* [WORK TO DO] Convert the items below into a numbered list, from the line containing "Spot white building." through the line containing "92, 167, 105, 175", both included, and leave out any blank lines.

* [LISTING]
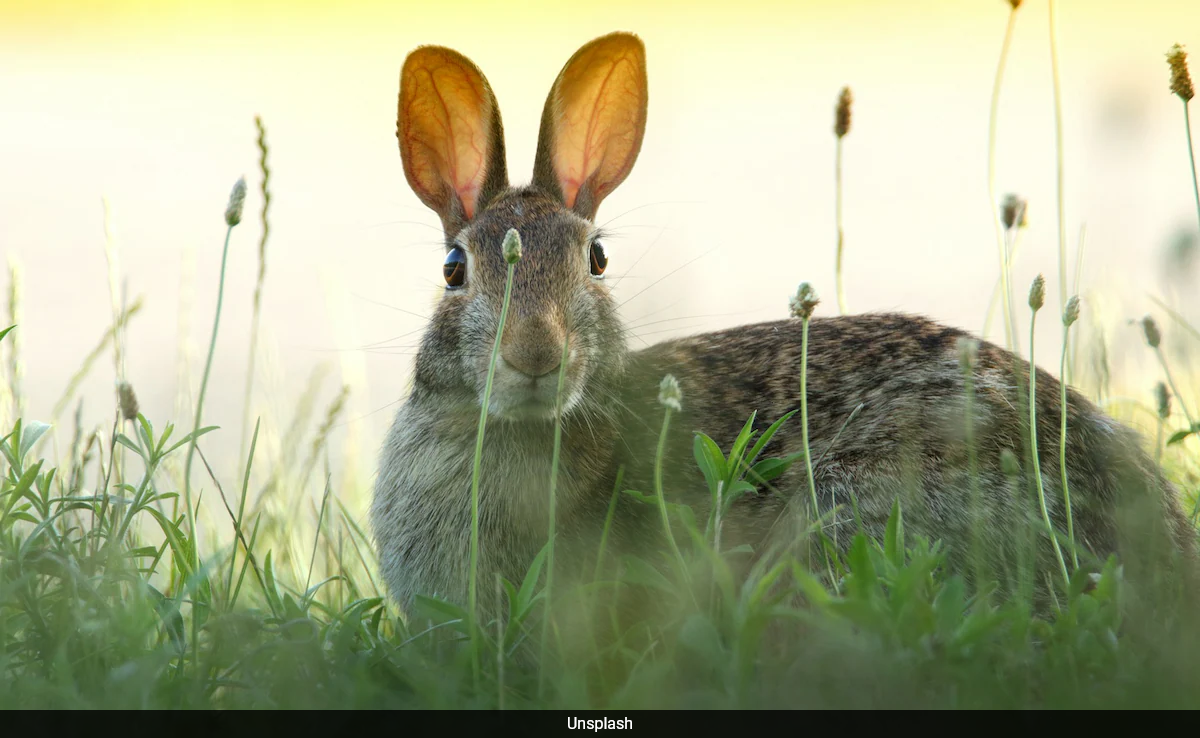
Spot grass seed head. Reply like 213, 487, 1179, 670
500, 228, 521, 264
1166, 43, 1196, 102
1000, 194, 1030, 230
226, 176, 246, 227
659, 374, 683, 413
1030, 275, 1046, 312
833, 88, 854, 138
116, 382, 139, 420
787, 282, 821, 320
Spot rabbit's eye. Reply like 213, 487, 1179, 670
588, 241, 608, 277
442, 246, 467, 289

...

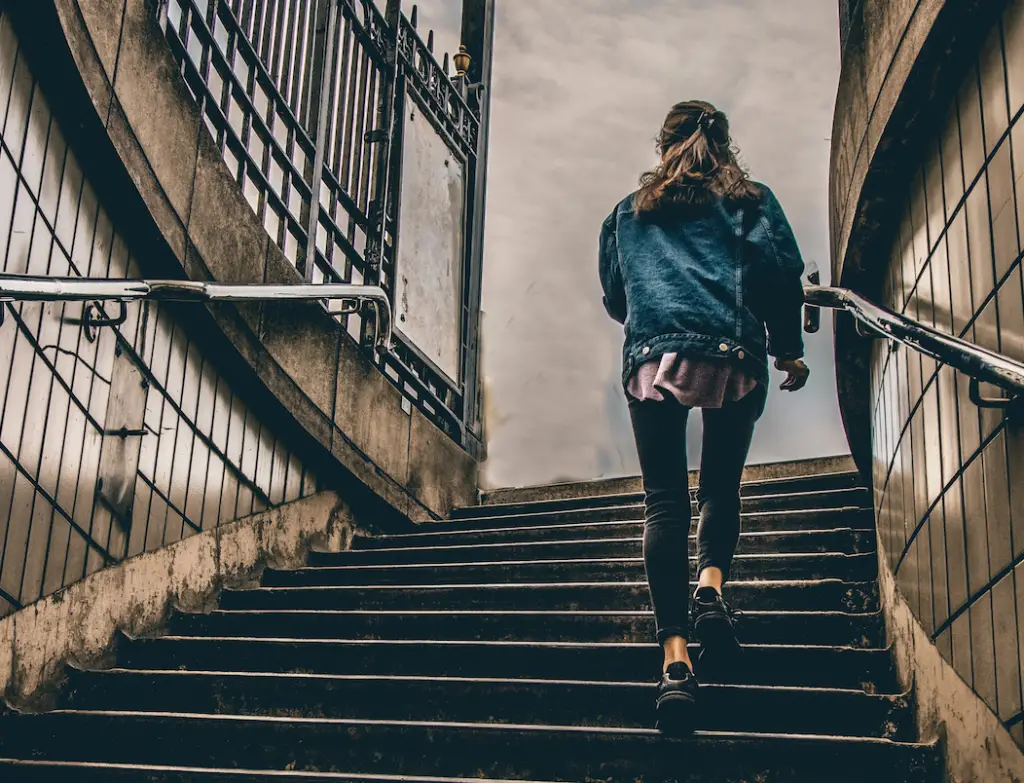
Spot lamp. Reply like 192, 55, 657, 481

...

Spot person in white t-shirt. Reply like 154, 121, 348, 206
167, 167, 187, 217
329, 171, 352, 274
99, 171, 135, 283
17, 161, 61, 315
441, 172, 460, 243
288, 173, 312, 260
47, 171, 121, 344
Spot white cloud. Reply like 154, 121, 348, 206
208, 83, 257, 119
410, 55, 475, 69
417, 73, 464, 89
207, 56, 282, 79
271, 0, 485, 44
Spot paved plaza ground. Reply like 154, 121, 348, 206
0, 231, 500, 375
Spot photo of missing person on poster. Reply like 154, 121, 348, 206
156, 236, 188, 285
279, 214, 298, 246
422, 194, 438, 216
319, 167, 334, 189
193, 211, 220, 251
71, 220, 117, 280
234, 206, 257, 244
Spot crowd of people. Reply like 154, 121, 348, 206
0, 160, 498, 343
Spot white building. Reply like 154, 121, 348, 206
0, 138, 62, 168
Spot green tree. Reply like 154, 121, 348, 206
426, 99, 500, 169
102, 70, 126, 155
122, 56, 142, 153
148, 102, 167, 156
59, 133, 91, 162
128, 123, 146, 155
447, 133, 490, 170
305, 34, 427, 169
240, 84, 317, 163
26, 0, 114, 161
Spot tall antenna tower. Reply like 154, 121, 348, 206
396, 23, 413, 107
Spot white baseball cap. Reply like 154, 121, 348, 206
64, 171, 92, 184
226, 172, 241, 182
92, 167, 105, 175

* [SOLUTION]
1. Spot white building. Reply like 154, 121, 348, 206
2. 0, 138, 62, 168
3. Spot green tree. Reply like 154, 121, 348, 206
4. 426, 99, 500, 169
5. 102, 70, 126, 155
6. 122, 56, 142, 153
7. 148, 102, 167, 156
8. 59, 133, 91, 162
9. 128, 123, 146, 155
10. 447, 133, 490, 170
11. 305, 34, 427, 169
12. 240, 84, 317, 163
13. 26, 0, 114, 161
14. Spot tall antenna tower. Reply like 154, 121, 348, 206
15. 396, 23, 413, 107
16. Spot white baseball cap. Reply like 154, 121, 348, 206
17. 64, 171, 92, 184
18. 226, 172, 241, 182
19. 92, 167, 105, 175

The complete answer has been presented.